Stored items –
____________________

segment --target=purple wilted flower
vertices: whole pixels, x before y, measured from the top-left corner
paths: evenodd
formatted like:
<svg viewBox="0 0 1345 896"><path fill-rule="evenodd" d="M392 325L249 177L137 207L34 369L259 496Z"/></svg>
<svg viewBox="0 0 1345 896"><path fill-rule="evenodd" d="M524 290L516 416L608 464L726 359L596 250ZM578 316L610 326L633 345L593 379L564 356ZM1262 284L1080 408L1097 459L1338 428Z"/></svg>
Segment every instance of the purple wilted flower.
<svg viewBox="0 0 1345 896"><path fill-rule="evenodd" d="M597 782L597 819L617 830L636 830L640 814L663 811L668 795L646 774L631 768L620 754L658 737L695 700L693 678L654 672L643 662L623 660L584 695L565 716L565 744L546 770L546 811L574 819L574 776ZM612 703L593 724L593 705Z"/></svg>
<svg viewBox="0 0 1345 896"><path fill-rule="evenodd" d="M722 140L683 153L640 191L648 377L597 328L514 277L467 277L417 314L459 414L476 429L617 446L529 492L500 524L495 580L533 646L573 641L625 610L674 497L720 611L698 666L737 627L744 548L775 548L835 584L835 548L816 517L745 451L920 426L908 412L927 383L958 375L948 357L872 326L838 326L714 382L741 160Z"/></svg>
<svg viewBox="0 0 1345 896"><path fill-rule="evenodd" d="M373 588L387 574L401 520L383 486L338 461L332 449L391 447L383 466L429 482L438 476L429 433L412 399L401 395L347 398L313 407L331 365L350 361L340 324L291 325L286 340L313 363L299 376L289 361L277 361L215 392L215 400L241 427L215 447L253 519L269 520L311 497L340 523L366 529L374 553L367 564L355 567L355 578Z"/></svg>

____________________

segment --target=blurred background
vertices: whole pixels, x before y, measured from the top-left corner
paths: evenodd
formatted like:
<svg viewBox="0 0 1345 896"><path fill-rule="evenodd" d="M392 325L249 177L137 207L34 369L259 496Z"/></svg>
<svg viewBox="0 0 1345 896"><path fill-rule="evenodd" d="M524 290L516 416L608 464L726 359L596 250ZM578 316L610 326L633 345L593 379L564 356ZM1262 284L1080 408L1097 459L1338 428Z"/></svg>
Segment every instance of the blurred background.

____________________

Locate every line in the items above that contains the word "instance", and copy each one in full. Case counts.

Segment every instance of the purple wilted flower.
Segment every instance of the blurred background.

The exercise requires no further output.